*WHAT IS REQUIRED*
Copy the lines below verbatim. Omit the picture from your copy.

*PROVIDED DATA*

%%

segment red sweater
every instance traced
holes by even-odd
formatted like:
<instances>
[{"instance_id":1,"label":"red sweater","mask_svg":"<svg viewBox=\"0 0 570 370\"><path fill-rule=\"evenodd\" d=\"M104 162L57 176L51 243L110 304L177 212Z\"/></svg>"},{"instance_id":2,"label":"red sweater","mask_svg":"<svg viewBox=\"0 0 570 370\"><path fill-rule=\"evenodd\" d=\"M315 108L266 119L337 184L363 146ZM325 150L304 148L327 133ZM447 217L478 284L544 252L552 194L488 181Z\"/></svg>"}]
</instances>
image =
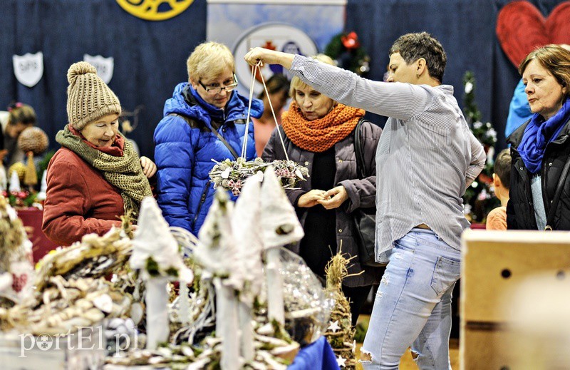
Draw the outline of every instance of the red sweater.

%%

*EXERCISE ANSWER*
segment red sweater
every instance traced
holes by even-odd
formatted like:
<instances>
[{"instance_id":1,"label":"red sweater","mask_svg":"<svg viewBox=\"0 0 570 370\"><path fill-rule=\"evenodd\" d=\"M104 162L57 176L51 243L110 304L177 212Z\"/></svg>"},{"instance_id":2,"label":"red sweater","mask_svg":"<svg viewBox=\"0 0 570 370\"><path fill-rule=\"evenodd\" d=\"M315 108L266 119L337 184L363 146ZM325 150L304 148L327 133ZM447 217L478 284L544 252L552 194L488 181Z\"/></svg>"}]
</instances>
image =
Draw the outline of every instance of the red sweater.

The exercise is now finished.